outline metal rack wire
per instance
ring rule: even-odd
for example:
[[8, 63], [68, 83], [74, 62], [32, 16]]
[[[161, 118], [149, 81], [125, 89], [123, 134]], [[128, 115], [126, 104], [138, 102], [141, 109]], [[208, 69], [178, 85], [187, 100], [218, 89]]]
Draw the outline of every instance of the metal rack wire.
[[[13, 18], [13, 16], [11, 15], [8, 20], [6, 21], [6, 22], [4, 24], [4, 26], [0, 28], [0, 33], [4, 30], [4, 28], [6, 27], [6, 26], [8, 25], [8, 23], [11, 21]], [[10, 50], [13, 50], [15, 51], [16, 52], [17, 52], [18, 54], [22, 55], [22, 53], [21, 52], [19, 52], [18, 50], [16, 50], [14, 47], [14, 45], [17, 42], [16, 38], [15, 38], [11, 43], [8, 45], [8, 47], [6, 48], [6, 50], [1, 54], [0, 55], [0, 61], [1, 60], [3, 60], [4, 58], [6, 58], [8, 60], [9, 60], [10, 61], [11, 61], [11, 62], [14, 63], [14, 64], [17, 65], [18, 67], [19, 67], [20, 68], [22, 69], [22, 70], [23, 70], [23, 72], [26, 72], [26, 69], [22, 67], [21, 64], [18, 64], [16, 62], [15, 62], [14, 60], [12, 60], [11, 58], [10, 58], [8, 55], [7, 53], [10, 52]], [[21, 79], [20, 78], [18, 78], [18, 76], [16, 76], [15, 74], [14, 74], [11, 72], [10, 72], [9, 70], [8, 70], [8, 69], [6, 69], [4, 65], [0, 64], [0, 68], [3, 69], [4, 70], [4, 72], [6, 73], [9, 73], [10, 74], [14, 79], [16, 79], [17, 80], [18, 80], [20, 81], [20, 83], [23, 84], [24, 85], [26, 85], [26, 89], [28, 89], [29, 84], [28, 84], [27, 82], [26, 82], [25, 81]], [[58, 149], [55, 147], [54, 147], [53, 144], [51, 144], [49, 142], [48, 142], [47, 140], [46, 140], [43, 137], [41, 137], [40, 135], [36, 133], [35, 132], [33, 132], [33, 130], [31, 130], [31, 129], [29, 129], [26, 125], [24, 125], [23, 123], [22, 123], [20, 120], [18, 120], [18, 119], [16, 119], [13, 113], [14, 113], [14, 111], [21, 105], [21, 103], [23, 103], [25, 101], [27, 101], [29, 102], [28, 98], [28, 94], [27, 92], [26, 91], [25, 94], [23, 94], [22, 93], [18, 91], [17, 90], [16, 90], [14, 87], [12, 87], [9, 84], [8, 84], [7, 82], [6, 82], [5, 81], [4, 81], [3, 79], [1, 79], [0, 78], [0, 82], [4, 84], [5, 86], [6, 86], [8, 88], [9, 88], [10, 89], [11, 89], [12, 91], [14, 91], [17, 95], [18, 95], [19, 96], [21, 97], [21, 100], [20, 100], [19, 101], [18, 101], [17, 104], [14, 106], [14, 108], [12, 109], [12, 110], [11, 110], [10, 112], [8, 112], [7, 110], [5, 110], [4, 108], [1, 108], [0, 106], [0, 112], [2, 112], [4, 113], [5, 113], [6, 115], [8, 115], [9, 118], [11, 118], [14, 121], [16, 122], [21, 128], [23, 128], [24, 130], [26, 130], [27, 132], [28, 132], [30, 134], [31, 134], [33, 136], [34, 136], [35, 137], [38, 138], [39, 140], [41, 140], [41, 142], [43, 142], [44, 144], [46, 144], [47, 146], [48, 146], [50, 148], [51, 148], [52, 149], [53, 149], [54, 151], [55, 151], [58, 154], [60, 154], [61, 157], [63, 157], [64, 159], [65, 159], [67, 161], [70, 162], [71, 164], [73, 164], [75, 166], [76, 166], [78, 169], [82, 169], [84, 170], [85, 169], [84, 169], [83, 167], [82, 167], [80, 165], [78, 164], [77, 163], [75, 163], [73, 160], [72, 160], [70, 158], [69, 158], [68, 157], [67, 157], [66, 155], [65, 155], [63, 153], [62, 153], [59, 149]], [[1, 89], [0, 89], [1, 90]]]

________________________________________

WORK TO BE COMPLETED. Write each line of the records above as one string in a JSON list, skipping any blank lines.

RESPONSE.
[
  "outline metal rack wire",
  "per instance",
  "ring rule: even-odd",
  "for example:",
  "[[8, 63], [68, 83], [74, 62], [32, 16]]",
  "[[[161, 118], [149, 81], [125, 89], [123, 134]], [[128, 115], [126, 104], [138, 102], [141, 109]], [[208, 69], [178, 85], [187, 100], [218, 89]]]",
  "Draw the outline of every instance of the metal rack wire.",
  "[[[13, 18], [13, 16], [11, 15], [8, 20], [6, 21], [6, 22], [4, 24], [4, 26], [0, 28], [0, 33], [4, 30], [4, 28], [6, 27], [6, 26], [8, 25], [8, 23], [11, 21]], [[10, 50], [13, 50], [15, 51], [16, 52], [17, 52], [18, 54], [22, 55], [22, 53], [21, 52], [19, 52], [18, 50], [16, 50], [14, 47], [14, 45], [17, 42], [16, 38], [15, 38], [11, 43], [8, 45], [8, 47], [6, 48], [6, 50], [1, 54], [0, 55], [0, 61], [1, 60], [3, 60], [4, 58], [6, 58], [8, 60], [9, 60], [10, 61], [11, 61], [11, 62], [14, 63], [14, 64], [17, 65], [18, 67], [19, 67], [20, 68], [22, 69], [22, 70], [23, 70], [23, 72], [26, 72], [26, 69], [22, 67], [21, 64], [18, 64], [16, 62], [15, 62], [14, 60], [12, 60], [11, 58], [10, 58], [8, 55], [7, 53], [10, 52]], [[21, 79], [20, 78], [18, 78], [18, 76], [16, 76], [15, 74], [14, 74], [11, 72], [10, 72], [9, 70], [8, 70], [8, 69], [6, 69], [4, 65], [0, 64], [0, 68], [3, 69], [4, 70], [4, 72], [6, 73], [9, 73], [10, 74], [14, 79], [16, 79], [17, 80], [18, 80], [20, 81], [20, 83], [23, 84], [24, 85], [26, 85], [26, 89], [28, 89], [29, 84], [28, 84], [27, 82], [26, 82], [25, 81]], [[58, 149], [55, 147], [54, 147], [53, 144], [51, 144], [49, 142], [48, 142], [47, 140], [46, 140], [43, 137], [41, 137], [40, 135], [36, 133], [35, 132], [33, 132], [33, 130], [31, 130], [31, 129], [29, 129], [26, 125], [24, 125], [23, 123], [22, 123], [20, 120], [18, 120], [18, 119], [16, 119], [13, 113], [14, 113], [14, 111], [21, 105], [21, 103], [23, 103], [25, 101], [27, 101], [29, 102], [28, 98], [28, 94], [27, 92], [26, 91], [25, 94], [23, 94], [22, 93], [18, 91], [17, 90], [16, 90], [14, 87], [12, 87], [9, 84], [8, 84], [7, 82], [6, 82], [5, 81], [4, 81], [3, 79], [1, 79], [0, 78], [0, 82], [4, 84], [5, 86], [6, 86], [8, 88], [9, 88], [10, 89], [11, 89], [12, 91], [14, 91], [17, 95], [18, 95], [19, 96], [21, 97], [21, 100], [20, 100], [19, 101], [18, 101], [17, 104], [14, 106], [14, 108], [12, 109], [12, 110], [11, 110], [10, 112], [8, 112], [7, 110], [5, 110], [4, 108], [1, 108], [0, 106], [0, 112], [2, 112], [4, 113], [5, 113], [6, 115], [8, 115], [9, 118], [11, 118], [14, 121], [16, 122], [21, 128], [23, 128], [24, 130], [26, 130], [27, 132], [28, 132], [30, 134], [31, 134], [33, 136], [34, 136], [35, 137], [38, 138], [39, 140], [41, 140], [41, 142], [43, 142], [44, 144], [46, 144], [47, 146], [48, 146], [50, 148], [51, 148], [52, 149], [53, 149], [54, 151], [55, 151], [58, 154], [60, 154], [61, 157], [63, 157], [64, 159], [65, 159], [67, 161], [70, 162], [71, 164], [73, 164], [75, 166], [76, 166], [78, 169], [82, 169], [84, 170], [85, 169], [84, 169], [83, 167], [82, 167], [80, 165], [78, 164], [77, 163], [75, 163], [73, 160], [72, 160], [70, 158], [69, 158], [68, 157], [67, 157], [66, 155], [65, 155], [63, 153], [62, 153], [59, 149]], [[1, 89], [0, 89], [1, 90]]]"
]